= Beginning of Section =

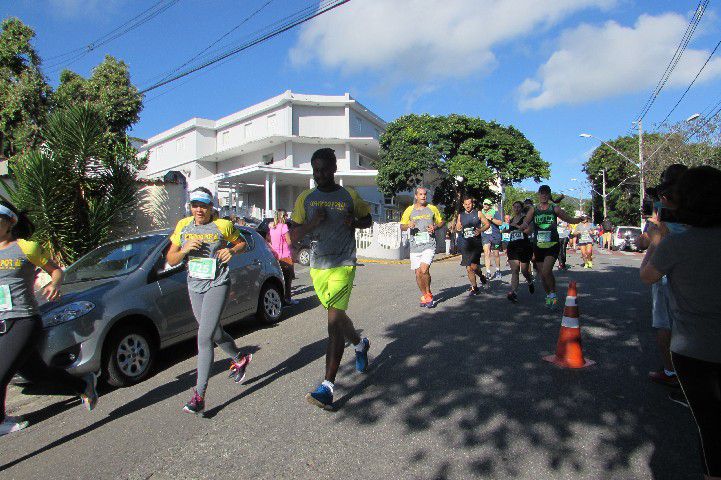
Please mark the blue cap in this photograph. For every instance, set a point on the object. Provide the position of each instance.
(201, 196)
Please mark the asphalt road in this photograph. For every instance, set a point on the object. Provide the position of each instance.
(455, 392)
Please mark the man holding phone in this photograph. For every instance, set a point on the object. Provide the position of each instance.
(663, 210)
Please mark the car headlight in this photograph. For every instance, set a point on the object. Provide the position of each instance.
(68, 312)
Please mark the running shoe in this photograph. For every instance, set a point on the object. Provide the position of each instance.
(321, 397)
(90, 396)
(195, 405)
(12, 425)
(677, 396)
(361, 358)
(430, 303)
(660, 376)
(238, 365)
(551, 302)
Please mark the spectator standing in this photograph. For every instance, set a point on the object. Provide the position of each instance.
(279, 240)
(607, 232)
(692, 273)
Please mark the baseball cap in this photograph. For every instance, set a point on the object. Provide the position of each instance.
(201, 196)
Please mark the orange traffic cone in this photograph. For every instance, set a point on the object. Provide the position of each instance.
(569, 353)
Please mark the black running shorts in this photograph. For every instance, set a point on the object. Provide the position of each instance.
(541, 253)
(520, 250)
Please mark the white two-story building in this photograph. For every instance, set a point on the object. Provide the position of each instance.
(258, 159)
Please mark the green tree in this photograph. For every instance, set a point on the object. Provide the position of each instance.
(79, 189)
(24, 93)
(440, 150)
(109, 87)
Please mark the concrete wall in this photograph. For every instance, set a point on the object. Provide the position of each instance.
(278, 151)
(329, 122)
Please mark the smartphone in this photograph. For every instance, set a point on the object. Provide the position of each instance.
(668, 215)
(647, 209)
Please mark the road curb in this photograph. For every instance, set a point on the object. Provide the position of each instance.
(404, 261)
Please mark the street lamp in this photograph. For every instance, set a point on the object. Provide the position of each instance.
(641, 162)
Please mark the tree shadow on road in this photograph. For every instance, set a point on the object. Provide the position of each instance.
(476, 381)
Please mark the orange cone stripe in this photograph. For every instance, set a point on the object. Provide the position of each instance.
(570, 322)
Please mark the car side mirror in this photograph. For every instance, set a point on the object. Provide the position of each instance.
(163, 269)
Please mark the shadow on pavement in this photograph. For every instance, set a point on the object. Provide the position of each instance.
(305, 355)
(475, 379)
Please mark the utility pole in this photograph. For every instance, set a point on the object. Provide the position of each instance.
(641, 189)
(603, 172)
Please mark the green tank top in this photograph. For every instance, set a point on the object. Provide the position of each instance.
(546, 226)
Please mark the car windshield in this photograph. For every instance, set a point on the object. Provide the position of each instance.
(112, 259)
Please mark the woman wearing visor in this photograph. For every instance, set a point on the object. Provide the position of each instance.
(208, 244)
(20, 323)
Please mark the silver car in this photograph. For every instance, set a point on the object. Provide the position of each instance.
(121, 303)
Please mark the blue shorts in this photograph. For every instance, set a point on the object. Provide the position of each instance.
(661, 314)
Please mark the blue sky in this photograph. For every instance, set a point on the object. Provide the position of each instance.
(552, 69)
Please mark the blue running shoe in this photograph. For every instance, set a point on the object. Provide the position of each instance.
(321, 397)
(361, 358)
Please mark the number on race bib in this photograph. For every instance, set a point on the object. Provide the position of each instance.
(422, 237)
(202, 268)
(543, 237)
(6, 301)
(516, 235)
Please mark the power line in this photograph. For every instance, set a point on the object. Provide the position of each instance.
(219, 39)
(283, 28)
(680, 49)
(268, 28)
(143, 17)
(692, 82)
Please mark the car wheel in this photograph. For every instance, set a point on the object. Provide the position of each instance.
(270, 304)
(304, 257)
(129, 355)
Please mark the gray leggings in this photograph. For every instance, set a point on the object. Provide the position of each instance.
(207, 308)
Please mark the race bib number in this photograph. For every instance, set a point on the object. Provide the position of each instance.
(543, 237)
(202, 268)
(422, 237)
(6, 301)
(516, 235)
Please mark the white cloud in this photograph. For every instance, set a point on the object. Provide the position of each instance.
(595, 62)
(423, 40)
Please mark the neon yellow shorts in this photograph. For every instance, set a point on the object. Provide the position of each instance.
(333, 285)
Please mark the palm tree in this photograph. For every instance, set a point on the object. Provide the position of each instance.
(79, 186)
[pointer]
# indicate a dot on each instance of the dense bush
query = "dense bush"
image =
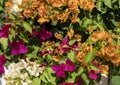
(60, 42)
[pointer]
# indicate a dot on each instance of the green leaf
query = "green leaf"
(99, 5)
(90, 56)
(36, 81)
(27, 26)
(1, 2)
(71, 42)
(4, 42)
(34, 52)
(24, 37)
(93, 67)
(84, 77)
(108, 3)
(11, 16)
(80, 70)
(71, 55)
(119, 3)
(71, 77)
(115, 80)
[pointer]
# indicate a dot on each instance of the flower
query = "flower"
(67, 84)
(5, 31)
(93, 74)
(69, 66)
(18, 48)
(65, 41)
(44, 34)
(59, 69)
(2, 62)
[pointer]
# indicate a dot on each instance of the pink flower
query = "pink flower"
(18, 48)
(93, 74)
(44, 34)
(2, 62)
(59, 69)
(5, 31)
(69, 66)
(67, 84)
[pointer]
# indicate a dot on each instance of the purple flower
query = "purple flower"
(69, 66)
(44, 34)
(5, 31)
(2, 62)
(93, 74)
(65, 41)
(79, 81)
(59, 69)
(67, 84)
(18, 48)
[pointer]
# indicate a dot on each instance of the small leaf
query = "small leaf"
(36, 81)
(27, 26)
(115, 80)
(108, 3)
(84, 77)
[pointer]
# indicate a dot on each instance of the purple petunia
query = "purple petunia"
(93, 74)
(5, 31)
(18, 48)
(59, 69)
(2, 62)
(67, 84)
(69, 66)
(44, 34)
(65, 41)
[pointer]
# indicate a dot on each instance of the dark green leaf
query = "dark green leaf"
(4, 42)
(90, 56)
(71, 42)
(80, 70)
(115, 80)
(84, 77)
(27, 26)
(108, 3)
(71, 55)
(36, 81)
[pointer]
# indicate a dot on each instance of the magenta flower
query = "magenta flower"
(79, 81)
(44, 34)
(59, 69)
(93, 74)
(18, 48)
(2, 62)
(67, 84)
(69, 66)
(5, 31)
(65, 41)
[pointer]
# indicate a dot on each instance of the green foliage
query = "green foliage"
(115, 80)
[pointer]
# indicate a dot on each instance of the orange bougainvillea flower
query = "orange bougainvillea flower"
(99, 35)
(70, 33)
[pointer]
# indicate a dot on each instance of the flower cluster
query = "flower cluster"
(49, 10)
(21, 73)
(59, 42)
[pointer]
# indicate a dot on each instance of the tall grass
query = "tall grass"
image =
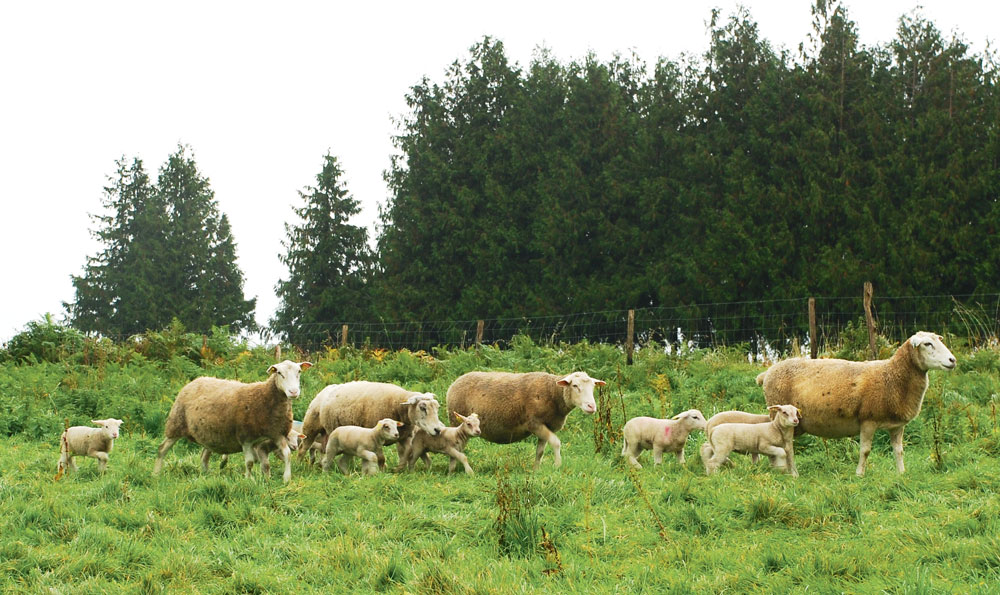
(591, 526)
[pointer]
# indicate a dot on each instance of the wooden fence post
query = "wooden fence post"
(813, 344)
(868, 291)
(630, 338)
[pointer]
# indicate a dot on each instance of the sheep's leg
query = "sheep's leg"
(547, 436)
(369, 464)
(457, 455)
(161, 452)
(248, 458)
(657, 454)
(896, 438)
(867, 431)
(285, 452)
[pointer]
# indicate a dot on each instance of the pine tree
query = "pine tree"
(329, 264)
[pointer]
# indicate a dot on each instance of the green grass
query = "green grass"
(935, 529)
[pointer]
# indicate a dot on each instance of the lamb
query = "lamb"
(365, 443)
(773, 439)
(840, 398)
(89, 442)
(451, 442)
(226, 416)
(514, 406)
(362, 403)
(727, 417)
(261, 452)
(670, 435)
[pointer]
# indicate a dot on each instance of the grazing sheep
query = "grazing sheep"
(226, 416)
(773, 439)
(362, 403)
(365, 443)
(670, 435)
(515, 406)
(729, 417)
(88, 442)
(841, 398)
(451, 442)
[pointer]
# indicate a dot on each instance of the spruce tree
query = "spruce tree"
(329, 263)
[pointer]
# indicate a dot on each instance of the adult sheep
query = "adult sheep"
(839, 398)
(363, 403)
(227, 416)
(515, 406)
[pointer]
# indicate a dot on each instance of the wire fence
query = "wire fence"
(761, 324)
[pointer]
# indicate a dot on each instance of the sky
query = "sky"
(262, 93)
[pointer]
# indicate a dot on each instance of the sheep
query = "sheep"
(773, 439)
(89, 442)
(365, 443)
(362, 403)
(451, 442)
(226, 416)
(726, 417)
(514, 406)
(670, 435)
(261, 452)
(840, 398)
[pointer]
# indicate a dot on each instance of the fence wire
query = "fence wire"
(771, 324)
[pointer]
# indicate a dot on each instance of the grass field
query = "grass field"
(591, 526)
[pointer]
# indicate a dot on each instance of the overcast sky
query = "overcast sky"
(260, 93)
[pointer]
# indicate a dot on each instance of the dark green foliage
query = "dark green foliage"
(168, 254)
(748, 174)
(329, 264)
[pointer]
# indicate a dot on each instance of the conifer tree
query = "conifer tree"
(329, 263)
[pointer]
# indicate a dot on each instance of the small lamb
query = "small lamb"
(774, 439)
(670, 435)
(365, 443)
(87, 441)
(451, 442)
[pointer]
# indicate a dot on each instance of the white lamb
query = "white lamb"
(364, 443)
(773, 439)
(660, 435)
(87, 441)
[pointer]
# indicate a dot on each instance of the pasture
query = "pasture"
(591, 526)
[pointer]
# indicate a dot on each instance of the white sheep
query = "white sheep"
(451, 442)
(364, 443)
(226, 416)
(773, 439)
(90, 442)
(840, 398)
(660, 435)
(729, 417)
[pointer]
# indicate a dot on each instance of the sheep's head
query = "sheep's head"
(287, 376)
(470, 423)
(422, 409)
(388, 429)
(109, 425)
(692, 418)
(930, 352)
(787, 416)
(579, 390)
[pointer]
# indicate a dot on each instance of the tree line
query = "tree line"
(746, 173)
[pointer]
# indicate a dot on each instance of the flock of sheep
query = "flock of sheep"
(831, 398)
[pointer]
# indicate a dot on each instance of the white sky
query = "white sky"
(260, 93)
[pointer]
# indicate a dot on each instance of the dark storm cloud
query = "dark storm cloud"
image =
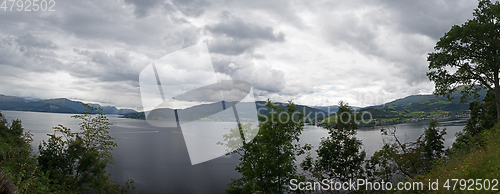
(29, 40)
(192, 8)
(261, 77)
(143, 6)
(430, 18)
(239, 29)
(106, 67)
(31, 56)
(400, 33)
(234, 36)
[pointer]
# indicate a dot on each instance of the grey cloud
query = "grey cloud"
(233, 36)
(410, 21)
(261, 77)
(115, 67)
(191, 8)
(31, 58)
(29, 40)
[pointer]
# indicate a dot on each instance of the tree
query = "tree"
(469, 56)
(340, 157)
(433, 141)
(407, 158)
(267, 162)
(78, 160)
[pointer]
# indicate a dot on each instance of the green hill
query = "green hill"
(58, 105)
(206, 112)
(419, 106)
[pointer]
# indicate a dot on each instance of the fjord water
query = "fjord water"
(157, 158)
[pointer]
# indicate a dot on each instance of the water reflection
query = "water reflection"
(157, 158)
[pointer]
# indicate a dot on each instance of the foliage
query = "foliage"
(16, 159)
(340, 157)
(433, 141)
(407, 158)
(472, 50)
(483, 116)
(473, 163)
(77, 161)
(267, 162)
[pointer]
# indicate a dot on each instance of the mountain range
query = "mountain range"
(421, 104)
(58, 105)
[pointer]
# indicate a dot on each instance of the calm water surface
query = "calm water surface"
(157, 158)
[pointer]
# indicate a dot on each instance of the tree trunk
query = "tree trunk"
(497, 97)
(6, 186)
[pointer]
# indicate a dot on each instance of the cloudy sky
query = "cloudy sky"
(311, 52)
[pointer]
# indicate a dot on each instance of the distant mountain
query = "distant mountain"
(206, 111)
(58, 105)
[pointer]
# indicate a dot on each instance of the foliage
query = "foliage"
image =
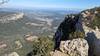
(76, 34)
(42, 47)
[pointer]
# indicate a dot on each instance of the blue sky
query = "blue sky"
(80, 4)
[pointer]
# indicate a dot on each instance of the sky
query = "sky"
(79, 4)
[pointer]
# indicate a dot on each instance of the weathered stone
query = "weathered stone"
(12, 54)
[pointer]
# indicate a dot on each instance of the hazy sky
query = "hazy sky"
(80, 4)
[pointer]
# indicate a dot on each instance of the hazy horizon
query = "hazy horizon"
(52, 4)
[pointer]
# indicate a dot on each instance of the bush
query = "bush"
(76, 34)
(42, 47)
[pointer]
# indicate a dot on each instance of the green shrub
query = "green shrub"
(76, 34)
(42, 47)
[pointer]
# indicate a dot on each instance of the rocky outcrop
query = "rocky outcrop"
(75, 47)
(87, 22)
(12, 54)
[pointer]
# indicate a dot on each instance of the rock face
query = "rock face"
(75, 47)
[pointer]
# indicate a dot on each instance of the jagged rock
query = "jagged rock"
(75, 47)
(12, 54)
(31, 38)
(93, 38)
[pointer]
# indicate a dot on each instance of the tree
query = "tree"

= End of Section =

Required action |
In the entries above, count the lines that contain the string "storm" and reply with the number only.

Task output |
2